───── Material to process ─────

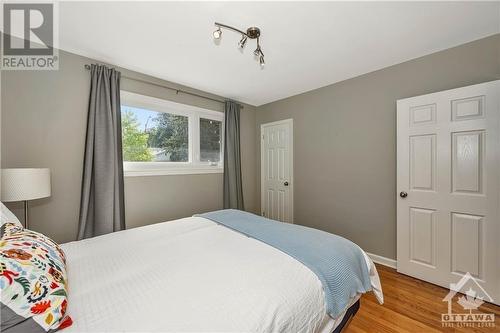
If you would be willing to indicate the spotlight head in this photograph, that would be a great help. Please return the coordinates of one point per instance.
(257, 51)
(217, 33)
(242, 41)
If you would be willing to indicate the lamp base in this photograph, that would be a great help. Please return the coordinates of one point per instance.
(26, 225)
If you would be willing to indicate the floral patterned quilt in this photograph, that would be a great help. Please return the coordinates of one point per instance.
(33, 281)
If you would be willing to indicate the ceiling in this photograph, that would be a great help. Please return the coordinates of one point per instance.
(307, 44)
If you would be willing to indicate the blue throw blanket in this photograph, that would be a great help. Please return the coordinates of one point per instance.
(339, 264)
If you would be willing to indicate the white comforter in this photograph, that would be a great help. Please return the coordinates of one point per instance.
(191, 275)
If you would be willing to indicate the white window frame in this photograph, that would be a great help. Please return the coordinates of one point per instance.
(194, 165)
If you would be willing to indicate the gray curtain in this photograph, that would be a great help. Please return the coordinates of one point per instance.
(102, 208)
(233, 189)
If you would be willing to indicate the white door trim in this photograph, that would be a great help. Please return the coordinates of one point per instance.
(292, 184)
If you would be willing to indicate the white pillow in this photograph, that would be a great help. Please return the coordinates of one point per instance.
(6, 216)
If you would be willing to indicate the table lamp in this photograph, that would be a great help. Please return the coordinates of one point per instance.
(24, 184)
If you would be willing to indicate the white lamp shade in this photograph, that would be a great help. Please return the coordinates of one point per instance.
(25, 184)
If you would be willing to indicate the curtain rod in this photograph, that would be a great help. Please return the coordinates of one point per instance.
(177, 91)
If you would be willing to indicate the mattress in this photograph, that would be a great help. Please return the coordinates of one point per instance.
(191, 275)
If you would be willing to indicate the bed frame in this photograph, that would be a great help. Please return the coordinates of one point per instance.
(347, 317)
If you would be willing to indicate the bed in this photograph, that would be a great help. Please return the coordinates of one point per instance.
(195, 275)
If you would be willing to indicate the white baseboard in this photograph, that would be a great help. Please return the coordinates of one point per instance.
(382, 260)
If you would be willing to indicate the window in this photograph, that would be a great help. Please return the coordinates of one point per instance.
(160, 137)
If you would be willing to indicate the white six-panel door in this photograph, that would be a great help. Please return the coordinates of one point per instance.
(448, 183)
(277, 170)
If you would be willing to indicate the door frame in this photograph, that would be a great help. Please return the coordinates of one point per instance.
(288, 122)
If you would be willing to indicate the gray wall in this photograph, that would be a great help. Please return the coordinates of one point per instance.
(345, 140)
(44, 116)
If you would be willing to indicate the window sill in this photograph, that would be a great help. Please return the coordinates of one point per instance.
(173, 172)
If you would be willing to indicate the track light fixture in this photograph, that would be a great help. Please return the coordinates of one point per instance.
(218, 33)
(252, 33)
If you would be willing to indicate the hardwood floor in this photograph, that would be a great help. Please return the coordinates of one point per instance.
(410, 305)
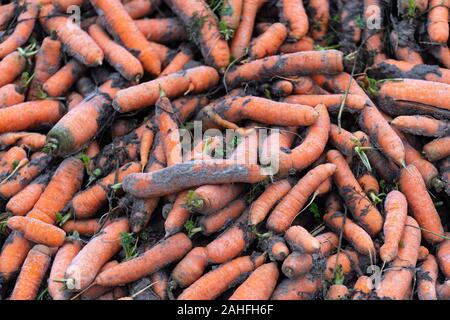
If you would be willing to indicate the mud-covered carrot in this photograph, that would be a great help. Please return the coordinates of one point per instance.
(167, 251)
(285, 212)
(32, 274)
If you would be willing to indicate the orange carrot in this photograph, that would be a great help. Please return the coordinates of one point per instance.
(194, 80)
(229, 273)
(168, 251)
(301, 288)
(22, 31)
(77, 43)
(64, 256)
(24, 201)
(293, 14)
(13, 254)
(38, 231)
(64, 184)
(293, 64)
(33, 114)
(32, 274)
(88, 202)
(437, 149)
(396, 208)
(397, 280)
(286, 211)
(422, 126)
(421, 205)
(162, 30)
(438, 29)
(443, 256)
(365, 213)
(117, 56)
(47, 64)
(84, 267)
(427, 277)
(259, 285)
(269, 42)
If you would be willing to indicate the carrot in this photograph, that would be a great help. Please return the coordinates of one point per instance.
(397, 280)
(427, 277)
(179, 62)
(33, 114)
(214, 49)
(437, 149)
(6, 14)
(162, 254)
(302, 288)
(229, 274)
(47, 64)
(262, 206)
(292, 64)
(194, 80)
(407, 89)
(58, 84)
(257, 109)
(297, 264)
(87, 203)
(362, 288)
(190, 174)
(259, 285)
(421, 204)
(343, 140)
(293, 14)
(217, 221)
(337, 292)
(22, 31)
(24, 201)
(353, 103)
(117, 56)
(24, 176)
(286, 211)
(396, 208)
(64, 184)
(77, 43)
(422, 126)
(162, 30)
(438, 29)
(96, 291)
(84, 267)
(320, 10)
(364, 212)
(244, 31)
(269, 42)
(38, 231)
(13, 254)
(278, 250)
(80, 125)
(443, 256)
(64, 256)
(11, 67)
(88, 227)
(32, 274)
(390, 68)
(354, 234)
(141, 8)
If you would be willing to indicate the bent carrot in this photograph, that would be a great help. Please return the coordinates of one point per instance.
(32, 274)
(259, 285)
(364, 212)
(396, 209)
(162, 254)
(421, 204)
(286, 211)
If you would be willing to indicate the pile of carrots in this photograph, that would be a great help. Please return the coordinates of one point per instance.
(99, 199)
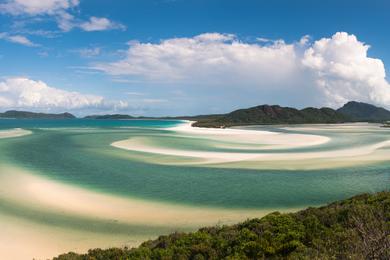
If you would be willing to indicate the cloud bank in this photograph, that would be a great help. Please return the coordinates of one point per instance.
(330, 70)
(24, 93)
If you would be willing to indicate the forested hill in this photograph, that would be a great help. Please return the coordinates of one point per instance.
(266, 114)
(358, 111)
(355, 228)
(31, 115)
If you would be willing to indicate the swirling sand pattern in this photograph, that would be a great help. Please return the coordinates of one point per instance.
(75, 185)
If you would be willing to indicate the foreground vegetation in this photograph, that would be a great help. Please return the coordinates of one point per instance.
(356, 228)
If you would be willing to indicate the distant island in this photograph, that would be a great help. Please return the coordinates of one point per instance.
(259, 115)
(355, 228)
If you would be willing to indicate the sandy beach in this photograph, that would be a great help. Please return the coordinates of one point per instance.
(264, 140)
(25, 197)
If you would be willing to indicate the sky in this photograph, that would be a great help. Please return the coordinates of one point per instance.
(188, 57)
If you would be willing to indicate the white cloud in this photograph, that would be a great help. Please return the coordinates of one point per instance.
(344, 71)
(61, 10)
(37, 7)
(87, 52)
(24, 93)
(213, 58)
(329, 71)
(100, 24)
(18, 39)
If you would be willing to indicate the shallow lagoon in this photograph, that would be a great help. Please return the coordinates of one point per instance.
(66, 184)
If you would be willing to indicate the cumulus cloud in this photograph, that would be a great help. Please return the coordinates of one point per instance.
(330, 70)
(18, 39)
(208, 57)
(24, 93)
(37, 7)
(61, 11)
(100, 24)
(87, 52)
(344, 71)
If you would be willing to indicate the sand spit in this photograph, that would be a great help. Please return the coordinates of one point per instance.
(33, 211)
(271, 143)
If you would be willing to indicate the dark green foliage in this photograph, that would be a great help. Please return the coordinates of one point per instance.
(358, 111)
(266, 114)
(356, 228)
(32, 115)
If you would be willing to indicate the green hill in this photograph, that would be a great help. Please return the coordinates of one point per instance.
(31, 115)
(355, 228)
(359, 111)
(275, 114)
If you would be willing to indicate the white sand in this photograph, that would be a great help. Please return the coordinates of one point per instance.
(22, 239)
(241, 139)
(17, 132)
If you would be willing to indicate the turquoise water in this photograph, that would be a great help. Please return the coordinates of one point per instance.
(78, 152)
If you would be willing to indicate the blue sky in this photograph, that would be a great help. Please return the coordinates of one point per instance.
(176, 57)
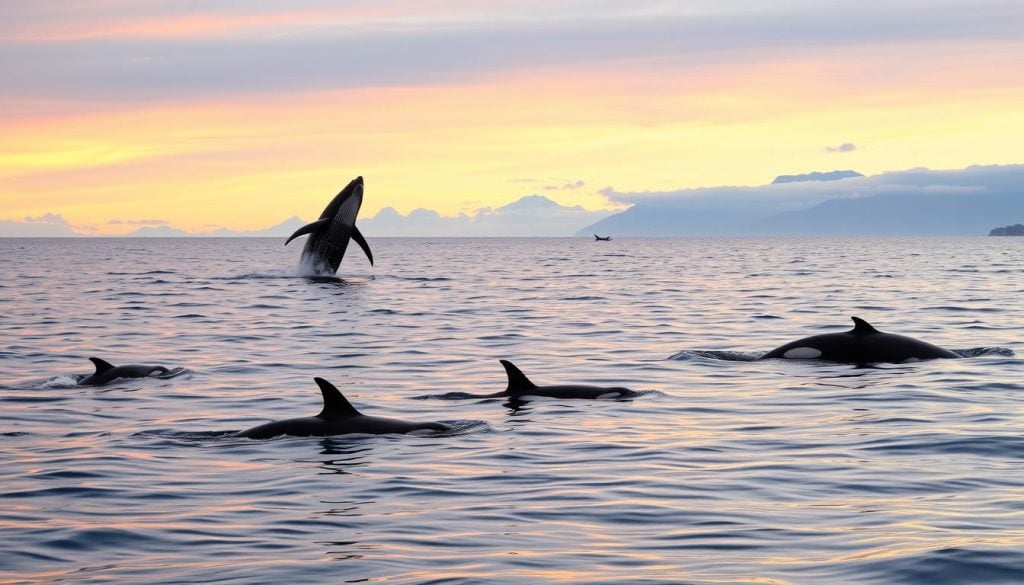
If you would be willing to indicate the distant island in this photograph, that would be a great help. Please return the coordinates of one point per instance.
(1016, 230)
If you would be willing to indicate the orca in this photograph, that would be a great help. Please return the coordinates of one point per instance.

─────

• Exercise instructions
Return all the lines above exactly; none of the pictures should appear.

• Task output
If you would be willing to indicate the spotlight head in this photograph, that would be a great help. Please return the coordinates of one point per instance.
(257, 51)
(217, 33)
(242, 41)
If you would be willing to indicate the lamp base in this photograph, that would be a great help. Please return the coordinates of one point per instance.
(26, 225)
If you would be willing to indicate the floral patterned quilt in this photograph, that would be a great help. Please return the coordinates of one point per instance.
(33, 281)
If you would be willing to indicate the ceiling in this photograph, that would be a great help. Please return the coordinates of one point per instance.
(307, 44)
If you would be willing to indicate the blue throw blanket in this photograph, that would be a great help. Please return the coordinates of one point per instance.
(339, 264)
If you would be willing to indicate the white comforter in this photograph, that would be a great help. Please return the coordinates of one point per instance.
(191, 275)
If you would be willing to indicate the white window frame in this photograph, that would be a great help. Please return the coordinates of one point per instance.
(194, 165)
If you would be willing to indicate the gray curtain in this photograph, that would be a great help. Please return the coordinates of one point per instance.
(102, 208)
(233, 189)
If you would be willing to indicate the white door trim in this photograph, that would be a great help. Please return the coordinates of one point per instance.
(292, 184)
If you would be willing to indicate the white pillow in this photograph, that would be a great help. Please return the coordinates of one point per instance.
(6, 216)
If you would be willing to indicate the table lamp in this photograph, that would be a great help. Please return the coordinates of one point per instance.
(24, 184)
If you would be willing to indicate the white lamp shade in this photograph, that would be a great help. Please return the coordinates of one point per instance.
(25, 184)
If you would be willing to indicate the curtain rod in this photograph, that would be a great help. Please return the coordinates of one point per instance.
(177, 91)
If you would be willing to indicate the mattress in this photograph, that would be a great help. Please return the coordinates of one point per instance.
(191, 275)
If you would be willing to indicate the bed frame in this photograph, that would be a great help. Please return the coordinates of one point per instance.
(347, 317)
If you would be willing to indicate the bed in this photograph, that would be a great help. Please return the coordinates of one point per instance.
(195, 275)
If you would be willing to indicate the white baseboard in this photograph, that would be a great help. Please return the coordinates of one point per instance.
(382, 260)
If you would be willing to indicate the window in this photograph, that would be a great help. Please return the coordinates of one point per instance.
(160, 137)
If you would be willing to indicate the white six-panel door in this photograph, that would be a great help. Please return the coordinates of one point per instance.
(448, 183)
(277, 170)
If you would be willing to indicate the door frame in this photograph, that would be a great help. Please return the coordinates of one point per instance.
(288, 122)
If you would be willing to indicate the gray wall in this photograph, that would be a great help. Please return the coordinates of one point per instance.
(345, 140)
(44, 116)
If you would be willing to indicate the window sill in this photograph, that would be a great help. Please return the coordinates of one point per instance.
(173, 172)
If you would be willing to indicate the track light fixture in this photograph, that would be a great help. Please return the coordinates of one point per instance.
(218, 33)
(252, 33)
If you would be willing to indicate the hardwood floor in this photograph, that would be a great help. Please return the coordinates of one point per instance.
(410, 305)
If you would be willing to indicate the mud-covered carrot in this photograph, that would be a great help. Please return the coordinates of one point per instance.
(167, 251)
(285, 212)
(32, 274)
If you would be willing to indicate the orange carrot in this photograph, that would be a great help. Please return the coordinates of one point per instance.
(194, 80)
(229, 273)
(168, 251)
(301, 288)
(22, 31)
(77, 43)
(64, 256)
(24, 201)
(293, 14)
(13, 254)
(38, 231)
(64, 184)
(293, 64)
(33, 114)
(32, 274)
(88, 202)
(437, 149)
(396, 208)
(397, 280)
(286, 211)
(422, 126)
(421, 205)
(162, 30)
(438, 29)
(443, 256)
(365, 213)
(117, 56)
(47, 64)
(84, 267)
(427, 277)
(259, 285)
(269, 42)
If you would be willing to indicate the carrot in this photograph, that would be a great help. Please return the coordinates of one point per instance.
(397, 280)
(427, 277)
(179, 62)
(33, 114)
(214, 49)
(437, 149)
(6, 14)
(162, 254)
(302, 288)
(229, 274)
(47, 64)
(262, 206)
(292, 64)
(194, 80)
(407, 89)
(58, 84)
(257, 109)
(297, 264)
(87, 203)
(362, 288)
(190, 174)
(259, 285)
(421, 204)
(343, 140)
(293, 14)
(217, 221)
(337, 292)
(22, 31)
(24, 201)
(353, 103)
(117, 56)
(24, 176)
(286, 211)
(396, 208)
(64, 184)
(77, 43)
(422, 126)
(162, 30)
(438, 29)
(96, 291)
(84, 267)
(320, 10)
(364, 212)
(244, 31)
(269, 42)
(38, 231)
(13, 254)
(278, 250)
(80, 125)
(443, 256)
(64, 256)
(11, 67)
(88, 227)
(32, 274)
(390, 68)
(354, 234)
(141, 8)
If you would be willing to indicate the bent carrot in this photograph, that would be a great help. Please return the coordinates of one point per instance.
(32, 274)
(259, 285)
(364, 212)
(396, 209)
(162, 254)
(421, 204)
(286, 211)
If you would be willing to indicate the pile of carrots in this photograph, that would be a great help. Please return the coordinates of one point per instance.
(99, 199)
If you would be willing to indicate the cloud bank in this photograph, that would be a great help. Please return the coordinates of one point per instance.
(330, 70)
(24, 93)
If you would be willing to indicate the forested hill in this photograph, that would be a great help. Please return the coordinates of one point per instance.
(266, 114)
(358, 111)
(355, 228)
(31, 115)
If you would be willing to indicate the swirling sand pattern in this photograph, that would be a great help. Please return the coordinates of one point per instance.
(75, 185)
If you would be willing to indicate the foreground vegetation in this photograph, that would be a great help. Please return the coordinates of one point per instance.
(356, 228)
If you would be willing to indicate the distant island in this photograph, that would be a great help. Please return the coordinates of one point per instance.
(259, 115)
(355, 228)
If you would be willing to indicate the sandy beach in this photograph, that would be a great help. Please return the coordinates of one point per instance.
(264, 140)
(25, 197)
If you would be willing to indicate the sky in this photograph, that would be a great help. Please return the coordinates of one point per instance.
(188, 57)
If you would be willing to indicate the white cloud in this photograph, that would be a great help. Please return the coordinates of one point per instance.
(344, 71)
(61, 10)
(37, 7)
(87, 52)
(24, 93)
(213, 58)
(329, 71)
(100, 24)
(18, 39)
If you would be willing to indicate the shallow lagoon in this photograph, that would be a great help. Please return the coordinates of one point per instance.
(66, 184)
If you would be willing to indicate the cumulus cloud in this photograph, that would be a great help. Please return the coordinates of one point per instance.
(330, 70)
(18, 39)
(208, 57)
(24, 93)
(37, 7)
(61, 11)
(100, 24)
(87, 52)
(344, 71)
If you would be willing to indicate the sand spit in this photograph, that would be a great help. Please return the coordinates of one point per instance.
(33, 211)
(271, 143)
If you would be willing to indicate the dark green foliage in this photograph, that would be a great help. Please return the coordinates of one point per instance.
(358, 111)
(266, 114)
(356, 228)
(32, 115)
If you would be willing to indicate the green hill in this photograph, that would be a great help. Please return the coordinates of one point per instance.
(31, 115)
(355, 228)
(359, 111)
(275, 114)
If you would be willing to indicate the white sand in this photograph, that would be a great help. Please return the coordinates of one point per instance.
(22, 239)
(241, 139)
(17, 132)
If you would be willing to indicate the turquoise water in this photograph, that would be a great help. Please return the coordinates of one point per instance.
(78, 152)
If you would be willing to indicate the blue sky in this photograph, that would be a great help. Please return the coordinates of one point per instance.
(176, 57)
If you would be willing to indicate the distant island in this photograph, that would be a great help. Please return the coordinates of one point per instance.
(1016, 230)
If you would be willing to indicate the orca in this photograph, that would be a great help. Please return the coordinates of one point per instance.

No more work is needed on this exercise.